[Given task] Skip all pictures; return exactly the lines from the one containing "Identify one point on each instance of the black" through the end of the data.
═══ Data section
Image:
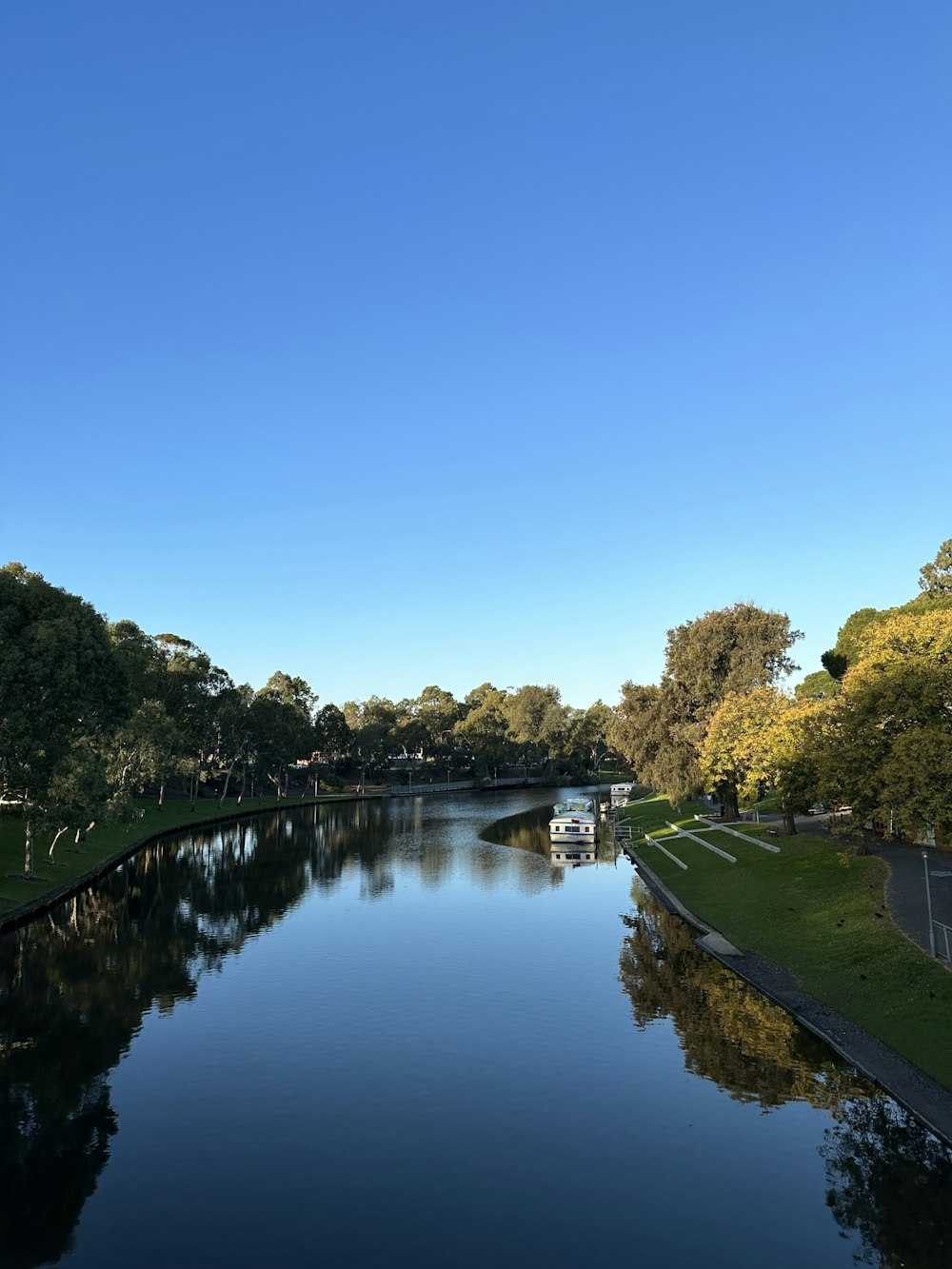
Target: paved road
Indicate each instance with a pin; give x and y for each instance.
(905, 890)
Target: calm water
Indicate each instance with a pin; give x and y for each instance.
(367, 1036)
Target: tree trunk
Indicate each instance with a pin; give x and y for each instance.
(59, 834)
(225, 791)
(727, 796)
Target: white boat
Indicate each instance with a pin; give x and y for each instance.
(573, 822)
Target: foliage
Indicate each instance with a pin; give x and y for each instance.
(936, 578)
(661, 731)
(889, 738)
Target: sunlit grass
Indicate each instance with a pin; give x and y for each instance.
(821, 913)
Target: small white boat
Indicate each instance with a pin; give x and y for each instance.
(573, 820)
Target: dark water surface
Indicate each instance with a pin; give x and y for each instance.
(367, 1036)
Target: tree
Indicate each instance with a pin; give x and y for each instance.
(371, 724)
(887, 746)
(486, 727)
(331, 734)
(761, 740)
(936, 578)
(662, 730)
(281, 727)
(60, 682)
(531, 717)
(836, 664)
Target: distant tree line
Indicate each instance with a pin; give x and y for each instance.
(872, 730)
(94, 713)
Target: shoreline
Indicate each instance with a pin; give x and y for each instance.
(27, 911)
(50, 899)
(923, 1097)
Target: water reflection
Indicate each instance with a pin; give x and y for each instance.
(891, 1183)
(75, 987)
(729, 1033)
(889, 1180)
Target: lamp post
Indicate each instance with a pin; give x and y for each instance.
(928, 905)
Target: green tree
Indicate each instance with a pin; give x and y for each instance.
(484, 730)
(60, 683)
(331, 734)
(760, 740)
(372, 724)
(887, 740)
(936, 578)
(661, 730)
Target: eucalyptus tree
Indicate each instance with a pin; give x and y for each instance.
(484, 728)
(887, 742)
(281, 727)
(60, 683)
(333, 736)
(536, 717)
(372, 724)
(662, 730)
(936, 578)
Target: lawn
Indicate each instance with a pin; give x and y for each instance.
(105, 841)
(821, 913)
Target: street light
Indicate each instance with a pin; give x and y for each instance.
(928, 905)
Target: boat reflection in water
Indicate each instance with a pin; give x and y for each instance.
(563, 858)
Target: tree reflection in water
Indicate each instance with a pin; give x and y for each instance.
(75, 985)
(891, 1183)
(889, 1180)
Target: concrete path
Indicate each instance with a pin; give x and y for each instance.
(905, 890)
(925, 1098)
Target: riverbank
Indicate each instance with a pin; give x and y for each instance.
(905, 1082)
(817, 914)
(78, 865)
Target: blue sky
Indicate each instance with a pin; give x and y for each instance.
(400, 343)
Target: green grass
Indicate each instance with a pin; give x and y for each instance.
(824, 921)
(105, 841)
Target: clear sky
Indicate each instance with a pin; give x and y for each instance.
(407, 342)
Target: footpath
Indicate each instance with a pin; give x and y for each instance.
(905, 890)
(928, 1100)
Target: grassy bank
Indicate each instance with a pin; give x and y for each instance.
(822, 914)
(71, 861)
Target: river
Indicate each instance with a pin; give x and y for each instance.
(365, 1035)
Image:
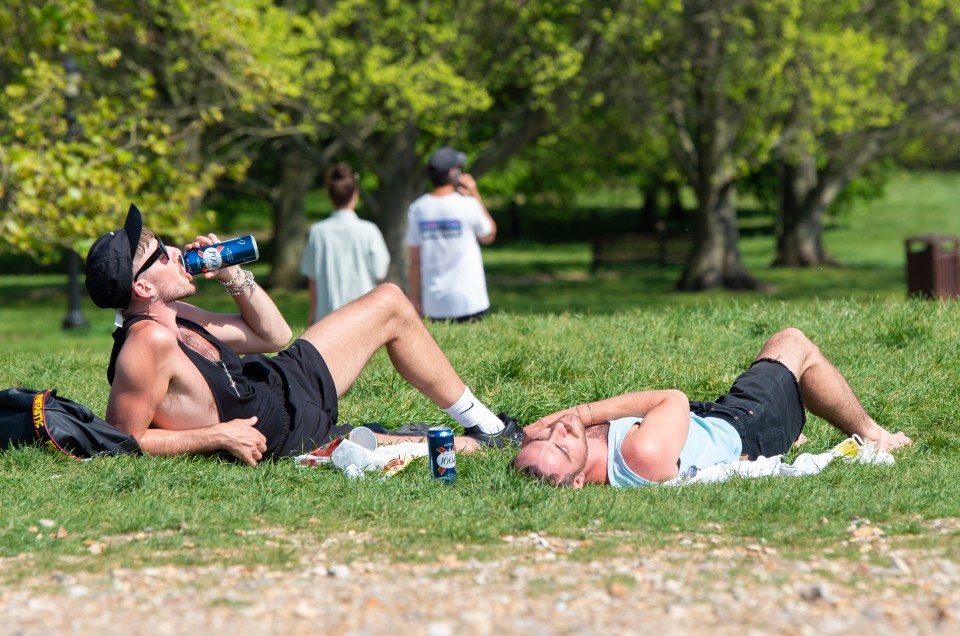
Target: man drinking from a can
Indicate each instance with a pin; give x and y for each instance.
(179, 385)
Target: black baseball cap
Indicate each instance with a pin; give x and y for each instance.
(110, 264)
(446, 158)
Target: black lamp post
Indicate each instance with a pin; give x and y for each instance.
(74, 317)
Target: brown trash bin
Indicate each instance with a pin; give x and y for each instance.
(933, 266)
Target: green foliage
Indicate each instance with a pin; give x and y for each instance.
(64, 187)
(563, 342)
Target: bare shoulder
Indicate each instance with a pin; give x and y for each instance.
(147, 343)
(149, 333)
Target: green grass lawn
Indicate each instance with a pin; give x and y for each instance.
(558, 339)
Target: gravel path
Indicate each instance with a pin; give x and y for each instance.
(696, 585)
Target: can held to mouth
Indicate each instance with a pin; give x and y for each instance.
(443, 459)
(238, 251)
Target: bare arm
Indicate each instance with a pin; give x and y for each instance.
(258, 328)
(237, 437)
(413, 280)
(467, 185)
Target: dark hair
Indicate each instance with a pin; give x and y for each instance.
(437, 177)
(341, 184)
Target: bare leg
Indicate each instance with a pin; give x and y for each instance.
(826, 392)
(349, 337)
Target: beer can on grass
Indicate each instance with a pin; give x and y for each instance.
(238, 251)
(443, 460)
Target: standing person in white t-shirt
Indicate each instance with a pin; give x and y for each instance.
(444, 232)
(346, 256)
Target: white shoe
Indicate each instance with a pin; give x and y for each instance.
(854, 449)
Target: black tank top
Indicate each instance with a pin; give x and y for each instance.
(241, 387)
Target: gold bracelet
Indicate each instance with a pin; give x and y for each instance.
(235, 289)
(233, 281)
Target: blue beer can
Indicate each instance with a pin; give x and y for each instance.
(238, 251)
(443, 459)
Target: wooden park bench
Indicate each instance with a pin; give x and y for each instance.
(651, 247)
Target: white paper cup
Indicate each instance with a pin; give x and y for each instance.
(363, 437)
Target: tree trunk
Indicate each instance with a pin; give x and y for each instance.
(297, 174)
(650, 212)
(715, 260)
(805, 195)
(401, 181)
(802, 206)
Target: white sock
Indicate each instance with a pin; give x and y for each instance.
(469, 411)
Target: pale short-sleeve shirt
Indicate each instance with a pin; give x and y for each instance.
(345, 256)
(446, 229)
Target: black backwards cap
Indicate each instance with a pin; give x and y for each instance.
(442, 160)
(110, 264)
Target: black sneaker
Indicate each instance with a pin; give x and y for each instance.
(509, 436)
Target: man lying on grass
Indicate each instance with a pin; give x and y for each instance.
(645, 437)
(179, 385)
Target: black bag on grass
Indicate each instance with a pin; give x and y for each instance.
(28, 417)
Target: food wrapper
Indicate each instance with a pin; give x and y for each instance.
(395, 465)
(319, 456)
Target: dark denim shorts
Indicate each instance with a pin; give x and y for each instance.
(764, 405)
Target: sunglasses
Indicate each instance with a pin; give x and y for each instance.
(153, 258)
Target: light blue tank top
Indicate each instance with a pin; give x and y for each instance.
(710, 441)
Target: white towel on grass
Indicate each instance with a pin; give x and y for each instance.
(805, 464)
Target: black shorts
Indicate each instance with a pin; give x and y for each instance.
(310, 396)
(764, 405)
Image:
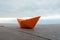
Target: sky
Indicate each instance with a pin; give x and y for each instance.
(49, 10)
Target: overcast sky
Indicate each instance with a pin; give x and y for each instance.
(19, 8)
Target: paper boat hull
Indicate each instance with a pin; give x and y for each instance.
(28, 23)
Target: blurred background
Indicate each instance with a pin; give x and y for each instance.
(49, 10)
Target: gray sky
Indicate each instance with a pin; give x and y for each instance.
(20, 8)
(48, 9)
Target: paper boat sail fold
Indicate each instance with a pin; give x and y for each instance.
(28, 23)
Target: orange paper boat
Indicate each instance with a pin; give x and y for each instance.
(28, 23)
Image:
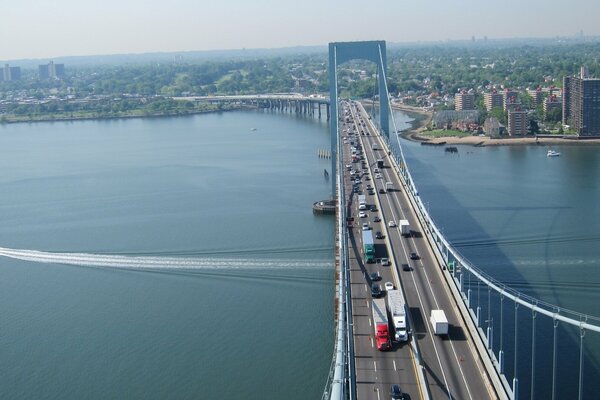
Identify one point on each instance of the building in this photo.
(518, 122)
(493, 100)
(551, 102)
(511, 100)
(464, 101)
(10, 73)
(493, 128)
(536, 96)
(51, 70)
(581, 103)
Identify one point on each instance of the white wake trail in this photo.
(146, 262)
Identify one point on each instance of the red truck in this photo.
(380, 322)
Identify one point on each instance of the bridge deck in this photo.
(451, 364)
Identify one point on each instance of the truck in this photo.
(439, 322)
(397, 307)
(380, 324)
(362, 201)
(404, 227)
(368, 246)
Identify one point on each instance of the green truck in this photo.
(368, 246)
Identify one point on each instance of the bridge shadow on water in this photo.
(445, 207)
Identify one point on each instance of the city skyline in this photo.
(71, 28)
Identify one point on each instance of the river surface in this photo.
(165, 258)
(179, 257)
(531, 222)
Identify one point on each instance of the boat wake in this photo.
(154, 262)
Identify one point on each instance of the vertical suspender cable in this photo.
(581, 335)
(515, 379)
(554, 361)
(533, 315)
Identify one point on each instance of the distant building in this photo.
(51, 70)
(511, 100)
(464, 101)
(493, 100)
(493, 128)
(518, 122)
(11, 73)
(536, 96)
(581, 103)
(551, 102)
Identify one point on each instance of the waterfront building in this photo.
(511, 100)
(51, 70)
(464, 101)
(536, 96)
(518, 122)
(552, 102)
(581, 103)
(493, 100)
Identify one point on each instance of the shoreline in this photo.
(423, 118)
(114, 117)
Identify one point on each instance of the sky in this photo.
(42, 29)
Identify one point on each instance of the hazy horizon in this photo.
(70, 28)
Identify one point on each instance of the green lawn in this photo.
(446, 133)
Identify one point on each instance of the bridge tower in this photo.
(340, 52)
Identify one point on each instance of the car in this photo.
(396, 392)
(376, 290)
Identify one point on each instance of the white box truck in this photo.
(404, 227)
(439, 322)
(397, 308)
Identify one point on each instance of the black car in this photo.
(396, 392)
(376, 290)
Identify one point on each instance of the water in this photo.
(531, 222)
(165, 258)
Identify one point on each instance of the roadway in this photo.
(451, 364)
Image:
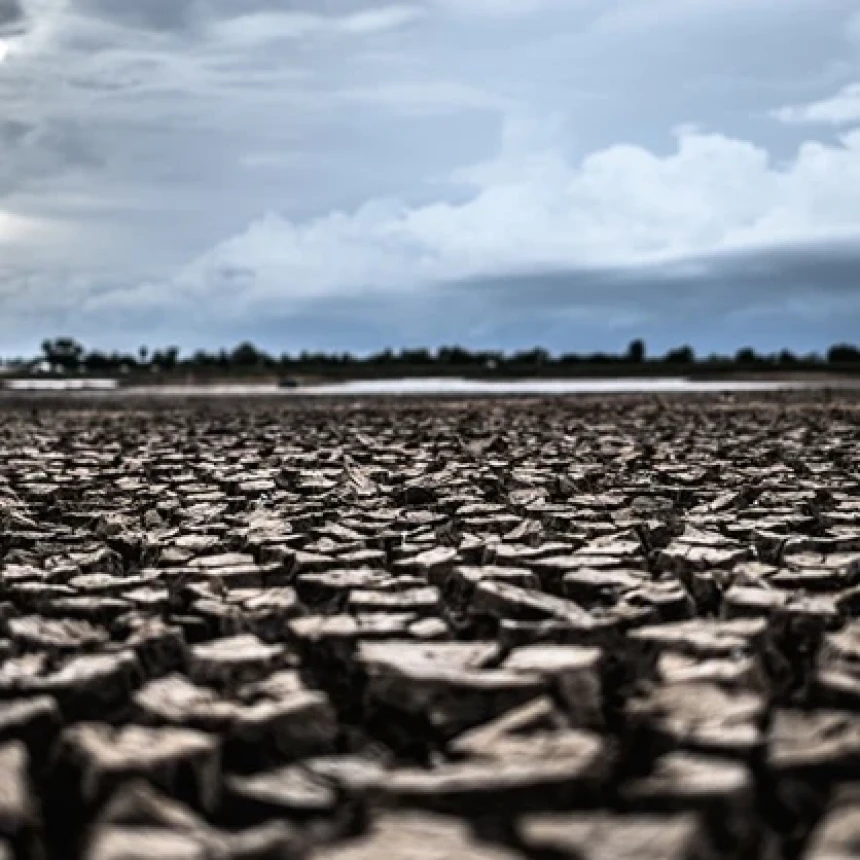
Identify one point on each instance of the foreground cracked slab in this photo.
(576, 628)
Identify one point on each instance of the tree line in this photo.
(65, 355)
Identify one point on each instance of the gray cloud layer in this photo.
(348, 173)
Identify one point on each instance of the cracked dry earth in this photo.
(450, 629)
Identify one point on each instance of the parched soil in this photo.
(385, 630)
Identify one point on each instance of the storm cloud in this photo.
(497, 172)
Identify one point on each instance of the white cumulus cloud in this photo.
(536, 210)
(841, 109)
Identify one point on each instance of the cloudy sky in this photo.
(352, 174)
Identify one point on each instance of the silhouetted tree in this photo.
(681, 355)
(843, 353)
(63, 353)
(636, 351)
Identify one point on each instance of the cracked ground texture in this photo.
(559, 628)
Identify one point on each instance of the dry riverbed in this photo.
(586, 628)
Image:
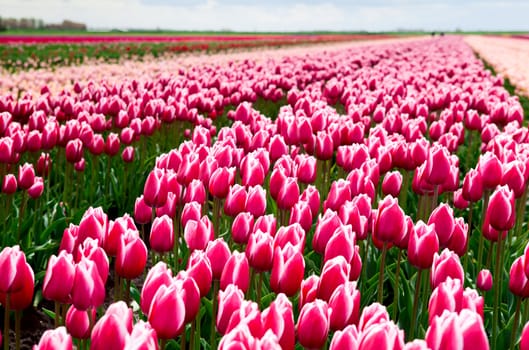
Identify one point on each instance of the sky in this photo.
(279, 15)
══════
[Task result]
Identify one point on each instance of the black car in this photo.
(396, 392)
(376, 290)
Identify one point on each instance of the water in this photo.
(531, 222)
(165, 258)
Identify one point on each instance of the roadway in this photo.
(451, 364)
Image:
Identify one point on each instance of the foreground cracked slab in this photo.
(576, 628)
Identify one point on each instance of the tree line in this photo.
(65, 355)
Identify one point on each instance of the gray cloud layer in this photo.
(348, 173)
Identify one point on each instance of the cracked dry earth in this photo.
(450, 629)
Identify one point on each instance of the parched soil in this photo.
(385, 630)
Identify one point on each instance of the storm cloud in this photo.
(497, 172)
Identify one point on each instance of the white cumulus cloud in this photo.
(536, 210)
(841, 109)
Identify one point on each instance of the cloudy sky in this photo.
(352, 174)
Identify one point on each instance of the silhouetted tree in this photo.
(681, 355)
(843, 353)
(63, 353)
(636, 351)
Identify one point on each instance of the cracked ground texture in this photo.
(559, 628)
Identify one point on each instance of the dry riverbed in this photo.
(586, 628)
Image:
Identify one point on each instance of the sky in this photo.
(279, 15)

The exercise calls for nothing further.